▶ [TASK]: In the records below, locate the line containing "Expected: for every instance of the wall"; output that line and every following line through the last, exactly.

▶ [PROVIDED INFORMATION]:
******

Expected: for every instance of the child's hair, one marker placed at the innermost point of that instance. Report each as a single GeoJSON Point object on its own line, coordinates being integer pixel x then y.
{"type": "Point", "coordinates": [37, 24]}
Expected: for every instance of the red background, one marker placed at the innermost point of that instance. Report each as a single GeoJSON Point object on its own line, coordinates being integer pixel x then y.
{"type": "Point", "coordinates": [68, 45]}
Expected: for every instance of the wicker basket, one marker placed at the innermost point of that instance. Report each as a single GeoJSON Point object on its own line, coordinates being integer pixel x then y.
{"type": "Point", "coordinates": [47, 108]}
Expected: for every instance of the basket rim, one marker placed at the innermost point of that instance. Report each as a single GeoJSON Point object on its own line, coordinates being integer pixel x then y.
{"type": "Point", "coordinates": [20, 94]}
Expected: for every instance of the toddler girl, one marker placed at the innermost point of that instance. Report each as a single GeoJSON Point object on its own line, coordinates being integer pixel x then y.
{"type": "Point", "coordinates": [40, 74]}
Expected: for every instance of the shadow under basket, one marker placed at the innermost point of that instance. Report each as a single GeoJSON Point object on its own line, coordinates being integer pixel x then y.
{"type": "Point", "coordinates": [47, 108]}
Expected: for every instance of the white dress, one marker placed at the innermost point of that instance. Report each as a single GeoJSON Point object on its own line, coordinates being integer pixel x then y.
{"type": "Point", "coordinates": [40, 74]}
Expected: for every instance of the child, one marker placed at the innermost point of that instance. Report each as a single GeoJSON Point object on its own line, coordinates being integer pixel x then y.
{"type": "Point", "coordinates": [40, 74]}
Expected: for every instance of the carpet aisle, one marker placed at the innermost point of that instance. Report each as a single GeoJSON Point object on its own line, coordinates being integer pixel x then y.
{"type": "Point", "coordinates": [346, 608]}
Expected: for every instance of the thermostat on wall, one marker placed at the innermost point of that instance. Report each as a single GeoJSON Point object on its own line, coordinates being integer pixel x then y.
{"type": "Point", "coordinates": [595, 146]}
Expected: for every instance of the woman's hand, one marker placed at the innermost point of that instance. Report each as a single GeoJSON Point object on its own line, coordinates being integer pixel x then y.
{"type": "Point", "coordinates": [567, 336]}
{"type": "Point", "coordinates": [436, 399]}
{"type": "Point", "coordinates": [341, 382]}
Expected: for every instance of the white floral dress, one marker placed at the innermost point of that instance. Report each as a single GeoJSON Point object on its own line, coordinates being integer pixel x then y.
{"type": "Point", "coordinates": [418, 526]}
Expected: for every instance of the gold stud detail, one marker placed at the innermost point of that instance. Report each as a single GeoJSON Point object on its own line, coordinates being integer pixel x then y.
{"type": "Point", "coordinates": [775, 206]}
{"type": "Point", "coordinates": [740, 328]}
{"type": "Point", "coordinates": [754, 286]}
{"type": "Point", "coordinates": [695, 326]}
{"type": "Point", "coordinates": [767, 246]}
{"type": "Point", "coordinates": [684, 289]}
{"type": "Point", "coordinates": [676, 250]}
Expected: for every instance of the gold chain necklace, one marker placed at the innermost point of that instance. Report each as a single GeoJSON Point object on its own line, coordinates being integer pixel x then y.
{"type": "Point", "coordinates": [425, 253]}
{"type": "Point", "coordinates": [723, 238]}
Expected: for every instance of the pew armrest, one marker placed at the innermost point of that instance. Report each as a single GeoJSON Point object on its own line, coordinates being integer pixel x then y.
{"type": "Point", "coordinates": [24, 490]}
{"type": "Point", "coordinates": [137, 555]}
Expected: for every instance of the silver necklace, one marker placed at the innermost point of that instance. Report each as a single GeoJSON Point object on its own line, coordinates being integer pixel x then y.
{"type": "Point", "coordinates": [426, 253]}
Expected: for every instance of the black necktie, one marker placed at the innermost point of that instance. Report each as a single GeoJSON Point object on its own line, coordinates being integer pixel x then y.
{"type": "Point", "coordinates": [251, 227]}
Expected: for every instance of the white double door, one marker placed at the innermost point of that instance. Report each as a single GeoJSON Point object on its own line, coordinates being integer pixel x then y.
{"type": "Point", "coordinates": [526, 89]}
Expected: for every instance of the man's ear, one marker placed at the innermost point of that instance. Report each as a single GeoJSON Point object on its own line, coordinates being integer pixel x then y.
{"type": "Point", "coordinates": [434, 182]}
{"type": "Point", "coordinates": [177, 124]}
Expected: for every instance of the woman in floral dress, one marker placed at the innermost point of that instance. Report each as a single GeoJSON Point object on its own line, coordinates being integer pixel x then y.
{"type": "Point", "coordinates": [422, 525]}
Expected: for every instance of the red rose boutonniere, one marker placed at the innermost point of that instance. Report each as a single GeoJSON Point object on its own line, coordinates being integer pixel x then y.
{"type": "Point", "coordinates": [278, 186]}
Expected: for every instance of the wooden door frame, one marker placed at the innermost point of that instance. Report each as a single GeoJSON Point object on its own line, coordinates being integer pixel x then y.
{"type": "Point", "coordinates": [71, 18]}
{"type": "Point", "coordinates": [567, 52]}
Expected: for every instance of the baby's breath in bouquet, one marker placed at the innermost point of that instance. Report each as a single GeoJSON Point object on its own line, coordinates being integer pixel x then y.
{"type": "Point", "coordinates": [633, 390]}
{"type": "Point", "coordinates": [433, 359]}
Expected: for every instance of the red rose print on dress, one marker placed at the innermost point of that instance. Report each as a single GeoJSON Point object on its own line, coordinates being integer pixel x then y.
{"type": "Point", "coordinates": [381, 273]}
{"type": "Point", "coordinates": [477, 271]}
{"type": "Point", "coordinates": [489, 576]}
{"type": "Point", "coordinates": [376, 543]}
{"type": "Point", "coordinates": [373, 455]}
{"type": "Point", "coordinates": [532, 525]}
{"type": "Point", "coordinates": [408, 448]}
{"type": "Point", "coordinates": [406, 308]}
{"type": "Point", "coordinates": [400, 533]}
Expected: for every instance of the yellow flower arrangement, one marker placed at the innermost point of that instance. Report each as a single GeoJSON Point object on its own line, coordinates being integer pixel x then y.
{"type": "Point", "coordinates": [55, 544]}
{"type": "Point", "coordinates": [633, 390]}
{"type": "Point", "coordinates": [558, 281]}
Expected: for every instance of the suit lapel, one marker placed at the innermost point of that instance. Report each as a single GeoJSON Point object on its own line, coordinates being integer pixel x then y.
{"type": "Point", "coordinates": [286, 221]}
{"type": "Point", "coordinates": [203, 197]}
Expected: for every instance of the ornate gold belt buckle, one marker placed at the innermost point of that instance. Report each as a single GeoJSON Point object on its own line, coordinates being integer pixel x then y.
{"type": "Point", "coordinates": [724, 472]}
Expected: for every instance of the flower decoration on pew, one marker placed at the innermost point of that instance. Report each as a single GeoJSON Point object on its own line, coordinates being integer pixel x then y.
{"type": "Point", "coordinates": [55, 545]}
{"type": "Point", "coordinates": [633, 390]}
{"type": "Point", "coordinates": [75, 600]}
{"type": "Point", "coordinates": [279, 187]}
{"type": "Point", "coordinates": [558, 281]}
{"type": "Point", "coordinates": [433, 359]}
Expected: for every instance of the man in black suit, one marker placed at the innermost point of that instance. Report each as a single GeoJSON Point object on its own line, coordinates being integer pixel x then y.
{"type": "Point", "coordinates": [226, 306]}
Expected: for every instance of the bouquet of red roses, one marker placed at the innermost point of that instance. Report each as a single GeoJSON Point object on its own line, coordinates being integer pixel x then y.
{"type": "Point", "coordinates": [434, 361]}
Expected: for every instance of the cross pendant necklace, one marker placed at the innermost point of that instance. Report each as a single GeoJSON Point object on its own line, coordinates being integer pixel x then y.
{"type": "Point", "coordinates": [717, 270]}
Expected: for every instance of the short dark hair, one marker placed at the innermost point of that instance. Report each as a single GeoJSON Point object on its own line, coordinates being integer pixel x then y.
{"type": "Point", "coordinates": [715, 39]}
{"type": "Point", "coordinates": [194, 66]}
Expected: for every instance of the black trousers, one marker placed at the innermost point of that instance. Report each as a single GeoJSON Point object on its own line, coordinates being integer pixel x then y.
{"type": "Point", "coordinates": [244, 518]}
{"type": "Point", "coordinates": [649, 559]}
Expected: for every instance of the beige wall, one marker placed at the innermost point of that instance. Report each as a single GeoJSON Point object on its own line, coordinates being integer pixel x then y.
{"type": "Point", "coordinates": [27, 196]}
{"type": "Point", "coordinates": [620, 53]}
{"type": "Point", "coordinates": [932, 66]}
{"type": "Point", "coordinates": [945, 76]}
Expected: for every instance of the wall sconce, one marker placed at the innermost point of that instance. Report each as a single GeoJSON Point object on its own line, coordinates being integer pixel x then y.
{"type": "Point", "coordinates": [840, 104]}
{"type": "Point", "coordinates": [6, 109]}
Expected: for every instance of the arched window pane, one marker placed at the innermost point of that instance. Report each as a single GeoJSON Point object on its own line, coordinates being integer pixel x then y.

******

▶ [SOLVED EXERCISE]:
Expected: for every instance of the wall sconce, one marker placed at the innermost point of that instance. Report each as a single GeoJSON Point object on its own line, coordinates being integer pixel x then y.
{"type": "Point", "coordinates": [840, 104]}
{"type": "Point", "coordinates": [6, 109]}
Expected: for every instance of the arched window pane, one marker placed at the innermost point of that instance. Report each as a single GeoJSON Point object on its own line, coordinates being integer pixel x then y.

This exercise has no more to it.